◆ EXERCISE INPUTS:
▼

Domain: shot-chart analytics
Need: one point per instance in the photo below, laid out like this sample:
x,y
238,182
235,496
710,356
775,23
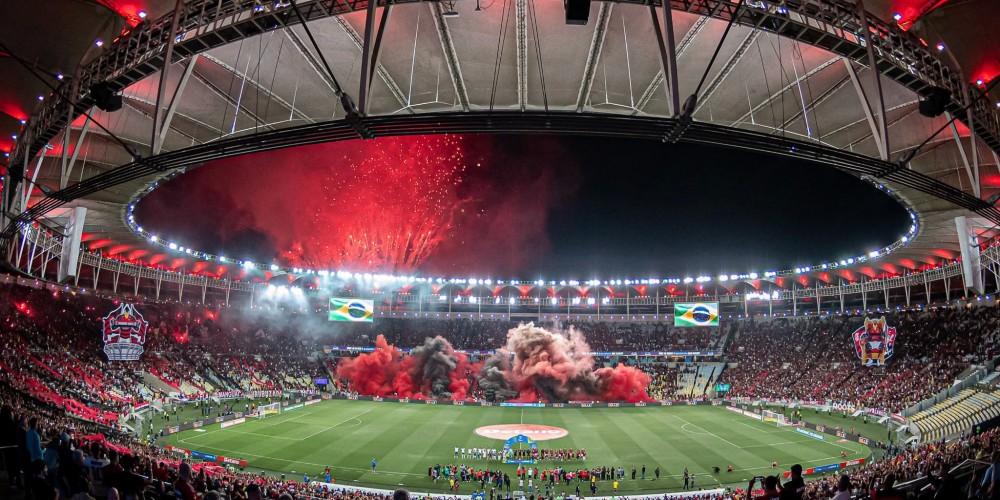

▲

◆ WHAT TO WORK ON: Copy every line of the material above word for word, and leave out the picture.

◆ ANSWER TO THIS TASK:
Domain: shot-chart analytics
Need: one point per instance in the photo below, laid out like this sample:
x,y
238,182
235,496
710,356
775,23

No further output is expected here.